- _DIRECTIONS FOR THIS TASK_:
Return every line of the material below that contains the string "above", matching case exactly.

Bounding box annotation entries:
────────────────────

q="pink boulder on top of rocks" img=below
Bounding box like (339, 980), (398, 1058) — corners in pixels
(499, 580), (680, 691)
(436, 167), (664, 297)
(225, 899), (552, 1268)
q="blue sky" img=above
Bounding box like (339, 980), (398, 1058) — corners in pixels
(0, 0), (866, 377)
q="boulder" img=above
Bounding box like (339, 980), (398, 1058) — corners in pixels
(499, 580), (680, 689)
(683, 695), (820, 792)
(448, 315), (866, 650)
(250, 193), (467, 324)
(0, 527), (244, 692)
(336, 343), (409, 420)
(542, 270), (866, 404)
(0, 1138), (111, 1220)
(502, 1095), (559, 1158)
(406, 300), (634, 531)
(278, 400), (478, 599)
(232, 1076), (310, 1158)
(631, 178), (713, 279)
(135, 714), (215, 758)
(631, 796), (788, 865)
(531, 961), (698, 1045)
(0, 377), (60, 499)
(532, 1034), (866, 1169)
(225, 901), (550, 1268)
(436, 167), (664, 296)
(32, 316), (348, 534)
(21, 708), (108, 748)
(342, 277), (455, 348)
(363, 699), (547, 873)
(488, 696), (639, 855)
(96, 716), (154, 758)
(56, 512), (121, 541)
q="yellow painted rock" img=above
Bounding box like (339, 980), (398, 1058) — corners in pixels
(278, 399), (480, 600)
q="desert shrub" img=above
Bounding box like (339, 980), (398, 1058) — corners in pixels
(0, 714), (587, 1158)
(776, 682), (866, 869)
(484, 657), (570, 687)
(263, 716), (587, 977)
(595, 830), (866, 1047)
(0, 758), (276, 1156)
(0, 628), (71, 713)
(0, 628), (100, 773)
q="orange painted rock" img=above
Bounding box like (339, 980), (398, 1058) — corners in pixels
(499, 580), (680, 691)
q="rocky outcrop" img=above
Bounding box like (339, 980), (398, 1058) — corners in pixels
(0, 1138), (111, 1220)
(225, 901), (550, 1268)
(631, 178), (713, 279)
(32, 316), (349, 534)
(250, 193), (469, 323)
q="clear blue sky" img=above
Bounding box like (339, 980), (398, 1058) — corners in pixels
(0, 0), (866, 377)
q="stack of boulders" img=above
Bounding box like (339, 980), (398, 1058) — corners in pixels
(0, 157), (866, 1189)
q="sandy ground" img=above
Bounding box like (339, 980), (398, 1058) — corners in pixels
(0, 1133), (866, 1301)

────────────────────

- _SOLUTION BELOW_:
q="blue sky" img=above
q="boulder" img=above
q="yellow painted rock" img=above
q="desert shrub" img=above
q="orange painted rock" img=above
q="rocky outcrop" img=above
q="clear blue sky" img=above
q="stack of boulders" img=above
q="sandy ground" img=above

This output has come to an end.